Krainer sitzt seit über zwei Jahrzehnten, konkret seit Dezember 2002, für die SPÖ im Parlament, ist das rote Gesicht der Untersuchungsausschüsse und Budgetsprecher: „Meine Aufgabe ist, den Mächtigen auf die Finger zu schauen.“ Etwa indem er entdeckte, dass der damalige Finanzminister Gernot Blümel sechs Nullen im Budget vergaß und nur 102.389 Euro statt 102 Milliarden Euro für den Staatshaushalt eines Jahres plante.
Meine Aufgabe ist, den Mächtigen auf die Finger zu schauen.
Selbst altgediente Abgeordnete wie er halten „nicht mehr als zwei, drei Reden im Parlament pro Monat. Das ist nur ein kleiner Bruchteil meiner Arbeit.“ Aber „natürlich ist es kein Nachteil, wenn man reden kann“. Krainer hat beides erlebt: Abgeordneter der Kanzlerpartei SPÖ (2007 bis 2017) und der Oppositionspartei SPÖ (2002 bis 2007 und 2017 bis jetzt) und beschreibt den Unterschied so: „Als Abgeordneter einer Regierungspartei ist man mehr mit Gesetzgebung beschäftigt, als Oppositionspartei mehr mit Kontrolle.“
Herrschen und prüfen
21 Mal saßen die 183 Abgeordneten heuer bisher im Plenum des Nationalrats zusammen, die Sitzungen dauerten über 105 Stunden. Dabei beschlossen die Parlamentarier 70 Gesetze. Kein einziges davon kam auf Antrag der Opposition zustande. Nicht, weil SPÖ, FPÖ und NEOS keine eigenen Ideen hätten, sondern weil die Regierungsparteien ÖVP und Grüne ihnen die notwendigen Mehrheiten verwehrten. Trotzdem passierten seit 2019 fast 1000 Gesetze den Nationalrat. In der Regel wird rund jedes vierte Gesetz einstimmig beschlossen. Nur im Corona-Jahr 2020 war der Nationalrat mit 43 Prozent aller Gesetzesvorhaben deutlich öfter einer Meinung.
Eigentlich wäre es eine der Aufgaben des Parlaments, die Mächtigen – in diesem Fall: die Regierung – zu kontrollieren. In der Praxis versucht das fast nur die Opposition, zum Beispiel mit parlamentarischen Anfragen, die Ministerinnen und Minister beantworten müssen. 2023 wurden laut Parlament 3981 Anfragen an die Regierung gestellt. Die 97 Abgeordneten von ÖVP und Grünen brachten davon nur 65 ein.
Kein einziger ÖVP-Abgeordneter weiß, wie es sich anfühlt, in der Opposition zu sein. Die Volkspartei ist seit dem Jahr 1987 Regierungspartei (mit der kurzen Ausnahme der Expertenregierung unter Kanzlerin Brigitte Bierlein). Und sehr viele schwarze Mandatare kennen die eigene Fraktion ausschließlich als Kanzlerpartei – wie Tanja Graf, 49, aus Hallein, die seit dem Jahr 2017 für den Wahlkreis Tennengau und Flachgau im Nationalrat sitzt. Graf ist Eigentümerin eines Personaldienstleistungs-Unternehmen. Sie wolle keine reine „Berufspolitikerin“ sein, sagt sie. Bis zu drei Wochen pro Monat ist sie dennoch in Wien.
☆ ☆ ☆ ☆ ☆ ☆ ☆
▶ **DEINE AUFGABE**
Fasse den Artikel über Abgeordnete im Nationalrat in drei Sätzen zusammen. Die Einträge werden hier nicht gebraucht.
☆ ☆ ☆ ☆ ☆ ☆ ☆
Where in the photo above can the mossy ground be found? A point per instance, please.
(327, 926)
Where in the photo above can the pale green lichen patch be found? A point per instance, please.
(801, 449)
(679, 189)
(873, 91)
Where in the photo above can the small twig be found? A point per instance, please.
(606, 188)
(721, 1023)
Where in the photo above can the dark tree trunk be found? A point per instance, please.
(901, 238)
☆ ☆ ☆ ☆ ☆ ☆ ☆
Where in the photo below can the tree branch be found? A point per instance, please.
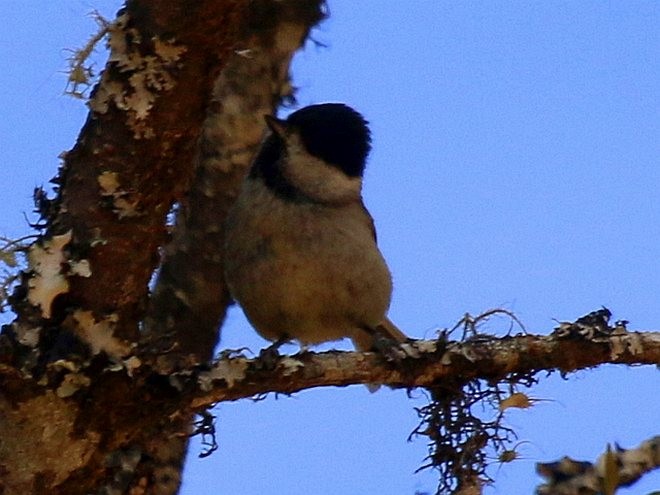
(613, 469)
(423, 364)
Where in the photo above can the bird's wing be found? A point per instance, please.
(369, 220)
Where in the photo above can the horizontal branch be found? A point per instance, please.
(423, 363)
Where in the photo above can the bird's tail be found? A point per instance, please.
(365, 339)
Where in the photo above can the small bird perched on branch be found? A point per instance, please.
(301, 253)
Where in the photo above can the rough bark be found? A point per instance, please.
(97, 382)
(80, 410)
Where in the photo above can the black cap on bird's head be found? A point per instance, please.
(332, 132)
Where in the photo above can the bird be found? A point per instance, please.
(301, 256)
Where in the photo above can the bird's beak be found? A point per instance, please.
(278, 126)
☆ ☆ ☆ ☆ ☆ ☆ ☆
▶ **VOLLSTÄNDIGE ANTWORT**
Der SPÖ-Abgeordnete Krainer sitzt seit Dezember 2002 im Parlament, sieht seine Aufgabe darin, den Mächtigen auf die Finger zu schauen, und sagt, Regierungsabgeordnete seien mehr mit Gesetzgebung, Oppositionsabgeordnete mehr mit Kontrolle beschäftigt. Heuer beschloss der Nationalrat 70 Gesetze, kein einziges davon auf Antrag der Opposition, und von den 3981 Anfragen an die Regierung im Jahr 2023 brachten die Abgeordneten von ÖVP und Grünen nur 65 ein. Die ÖVP ist mit einer kurzen Ausnahme seit 1987 Regierungspartei, sodass kein einziger ihrer Abgeordneten weiß, wie es sich anfühlt, in der Opposition zu sein.